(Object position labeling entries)
-- START --
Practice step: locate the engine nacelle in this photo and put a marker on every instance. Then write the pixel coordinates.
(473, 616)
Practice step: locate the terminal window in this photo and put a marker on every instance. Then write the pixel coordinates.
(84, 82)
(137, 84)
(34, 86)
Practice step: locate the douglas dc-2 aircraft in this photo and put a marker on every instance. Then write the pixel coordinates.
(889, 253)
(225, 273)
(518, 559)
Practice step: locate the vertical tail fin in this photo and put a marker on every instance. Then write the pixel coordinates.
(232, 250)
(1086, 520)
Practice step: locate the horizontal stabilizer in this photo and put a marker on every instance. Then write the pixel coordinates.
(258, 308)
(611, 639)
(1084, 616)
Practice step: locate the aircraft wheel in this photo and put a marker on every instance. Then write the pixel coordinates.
-- END --
Every line of the records above needs to be given again exactly.

Practice step: locate the engine nacelle in this photo and put a marker on every instance. Then write the pixel coordinates.
(473, 616)
Practice step: locate the terminal window in this photo and put a marker on every instance. Then write the pixel coordinates.
(84, 82)
(137, 84)
(34, 86)
Practice step: locate the douglas dc-2 aircraft in this photo and put a marker on every instance. Then write the pixel coordinates.
(889, 253)
(225, 273)
(518, 559)
Practice step: locate the vertical tail fin in this photo and put a marker on every instance. Then write the pixel coordinates.
(232, 250)
(1086, 520)
Practice step: locate the horizontal stabilizer in this photo and put a marker on every instance. Then write the pixel coordinates.
(258, 308)
(611, 639)
(1084, 616)
Practice step: locate the aircraft wheel in this photo and put a marker on every instance. Then write the pixel coordinates.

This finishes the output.